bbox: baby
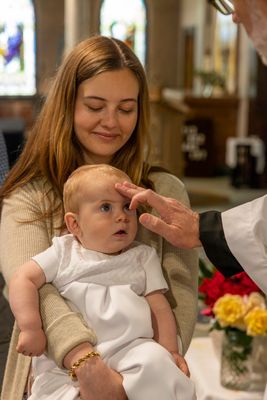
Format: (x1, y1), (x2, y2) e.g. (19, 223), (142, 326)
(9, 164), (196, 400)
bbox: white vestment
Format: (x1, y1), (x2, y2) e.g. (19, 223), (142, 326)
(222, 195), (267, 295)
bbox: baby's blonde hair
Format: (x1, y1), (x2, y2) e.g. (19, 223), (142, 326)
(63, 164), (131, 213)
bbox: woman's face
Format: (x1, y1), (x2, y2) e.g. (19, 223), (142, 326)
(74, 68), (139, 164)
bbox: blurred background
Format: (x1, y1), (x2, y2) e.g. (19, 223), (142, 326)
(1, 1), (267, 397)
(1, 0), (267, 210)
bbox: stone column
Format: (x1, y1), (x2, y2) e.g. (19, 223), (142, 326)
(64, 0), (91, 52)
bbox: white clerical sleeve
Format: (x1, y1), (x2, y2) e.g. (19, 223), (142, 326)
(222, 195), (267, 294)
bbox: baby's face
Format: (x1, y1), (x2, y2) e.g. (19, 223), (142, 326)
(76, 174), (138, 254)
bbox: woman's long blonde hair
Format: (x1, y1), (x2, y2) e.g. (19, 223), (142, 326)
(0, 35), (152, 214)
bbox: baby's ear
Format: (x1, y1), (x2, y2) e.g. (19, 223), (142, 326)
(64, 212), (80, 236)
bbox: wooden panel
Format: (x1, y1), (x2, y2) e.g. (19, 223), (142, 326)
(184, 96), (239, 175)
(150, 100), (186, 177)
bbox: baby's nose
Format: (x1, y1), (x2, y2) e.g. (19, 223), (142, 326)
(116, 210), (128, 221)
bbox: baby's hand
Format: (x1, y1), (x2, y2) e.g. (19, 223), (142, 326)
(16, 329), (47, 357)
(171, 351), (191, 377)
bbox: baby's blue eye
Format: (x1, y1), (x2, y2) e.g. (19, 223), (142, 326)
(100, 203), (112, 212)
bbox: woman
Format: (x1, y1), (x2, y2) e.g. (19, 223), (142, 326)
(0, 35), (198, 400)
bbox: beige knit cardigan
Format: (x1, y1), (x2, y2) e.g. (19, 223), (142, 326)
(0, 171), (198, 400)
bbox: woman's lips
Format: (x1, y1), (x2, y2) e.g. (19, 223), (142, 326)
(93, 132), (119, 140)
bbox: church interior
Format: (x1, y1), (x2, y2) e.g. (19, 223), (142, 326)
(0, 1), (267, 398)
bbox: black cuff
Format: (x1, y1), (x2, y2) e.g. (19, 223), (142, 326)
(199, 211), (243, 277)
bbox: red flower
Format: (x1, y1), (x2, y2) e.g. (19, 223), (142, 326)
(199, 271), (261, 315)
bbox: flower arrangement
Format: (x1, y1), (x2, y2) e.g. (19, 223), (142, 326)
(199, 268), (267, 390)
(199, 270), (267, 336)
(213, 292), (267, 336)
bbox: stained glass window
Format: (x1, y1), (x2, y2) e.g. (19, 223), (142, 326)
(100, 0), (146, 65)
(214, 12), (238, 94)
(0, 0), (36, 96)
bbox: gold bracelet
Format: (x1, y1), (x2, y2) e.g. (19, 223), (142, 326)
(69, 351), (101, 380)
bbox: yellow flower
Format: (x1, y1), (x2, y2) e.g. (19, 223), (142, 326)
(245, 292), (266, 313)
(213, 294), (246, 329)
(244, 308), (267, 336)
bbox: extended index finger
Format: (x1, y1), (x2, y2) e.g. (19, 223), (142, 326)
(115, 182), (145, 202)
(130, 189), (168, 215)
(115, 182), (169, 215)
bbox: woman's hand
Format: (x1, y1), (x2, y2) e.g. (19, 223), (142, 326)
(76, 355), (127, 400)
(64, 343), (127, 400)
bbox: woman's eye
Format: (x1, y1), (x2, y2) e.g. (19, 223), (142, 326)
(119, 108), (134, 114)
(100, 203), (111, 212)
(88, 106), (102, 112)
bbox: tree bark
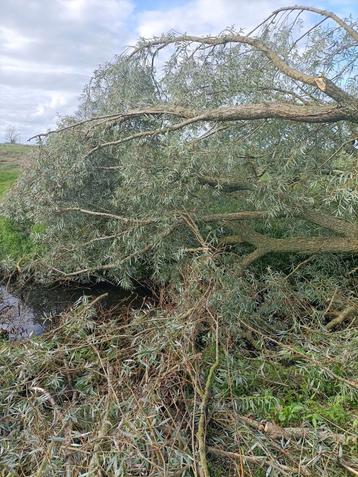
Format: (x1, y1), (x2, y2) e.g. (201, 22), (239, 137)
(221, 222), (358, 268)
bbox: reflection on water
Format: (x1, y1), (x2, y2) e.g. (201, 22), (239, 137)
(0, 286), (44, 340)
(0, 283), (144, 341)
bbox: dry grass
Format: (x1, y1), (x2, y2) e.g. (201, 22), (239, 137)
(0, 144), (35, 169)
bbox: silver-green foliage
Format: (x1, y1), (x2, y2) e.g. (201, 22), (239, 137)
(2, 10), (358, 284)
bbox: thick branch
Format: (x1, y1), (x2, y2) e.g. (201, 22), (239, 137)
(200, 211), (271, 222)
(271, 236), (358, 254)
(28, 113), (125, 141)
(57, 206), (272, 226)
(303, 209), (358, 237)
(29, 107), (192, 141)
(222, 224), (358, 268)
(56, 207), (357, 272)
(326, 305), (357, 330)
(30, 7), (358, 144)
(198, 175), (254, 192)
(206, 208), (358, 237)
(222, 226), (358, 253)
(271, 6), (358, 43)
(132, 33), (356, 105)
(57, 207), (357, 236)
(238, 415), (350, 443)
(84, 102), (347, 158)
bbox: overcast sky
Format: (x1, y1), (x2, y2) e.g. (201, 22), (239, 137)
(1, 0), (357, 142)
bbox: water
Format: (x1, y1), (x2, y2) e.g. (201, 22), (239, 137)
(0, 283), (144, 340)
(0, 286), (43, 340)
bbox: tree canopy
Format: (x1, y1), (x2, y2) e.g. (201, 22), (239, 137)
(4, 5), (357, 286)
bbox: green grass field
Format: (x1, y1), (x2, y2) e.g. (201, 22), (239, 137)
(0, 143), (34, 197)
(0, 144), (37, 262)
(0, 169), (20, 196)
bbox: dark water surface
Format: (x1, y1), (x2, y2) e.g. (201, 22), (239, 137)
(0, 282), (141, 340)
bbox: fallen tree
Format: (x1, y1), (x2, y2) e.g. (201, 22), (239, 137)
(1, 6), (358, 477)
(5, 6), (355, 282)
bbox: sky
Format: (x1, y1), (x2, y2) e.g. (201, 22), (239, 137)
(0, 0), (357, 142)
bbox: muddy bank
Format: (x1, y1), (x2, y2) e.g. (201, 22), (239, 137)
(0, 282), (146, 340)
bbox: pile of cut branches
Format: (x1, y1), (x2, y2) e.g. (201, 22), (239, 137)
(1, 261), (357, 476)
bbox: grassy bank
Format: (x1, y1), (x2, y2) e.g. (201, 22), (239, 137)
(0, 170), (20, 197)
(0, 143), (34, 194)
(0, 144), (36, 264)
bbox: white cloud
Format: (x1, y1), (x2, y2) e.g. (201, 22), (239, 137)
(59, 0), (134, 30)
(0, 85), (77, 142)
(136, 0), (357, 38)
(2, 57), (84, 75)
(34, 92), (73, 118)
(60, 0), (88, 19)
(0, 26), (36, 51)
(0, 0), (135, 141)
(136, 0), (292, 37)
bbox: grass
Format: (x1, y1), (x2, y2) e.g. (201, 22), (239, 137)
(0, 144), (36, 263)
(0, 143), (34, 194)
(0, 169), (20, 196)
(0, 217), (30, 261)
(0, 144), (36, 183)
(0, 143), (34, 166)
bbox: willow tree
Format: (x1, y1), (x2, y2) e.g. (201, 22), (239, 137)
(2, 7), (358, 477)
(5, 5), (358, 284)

* Task goal *
For this listing, copy out every line that includes the word "baby".

* Output of the task *
bbox: baby
bbox: baby's blonde hair
bbox: baby's face
bbox: baby's ear
bbox: baby's nose
bbox: baby's hand
bbox: baby's blue eye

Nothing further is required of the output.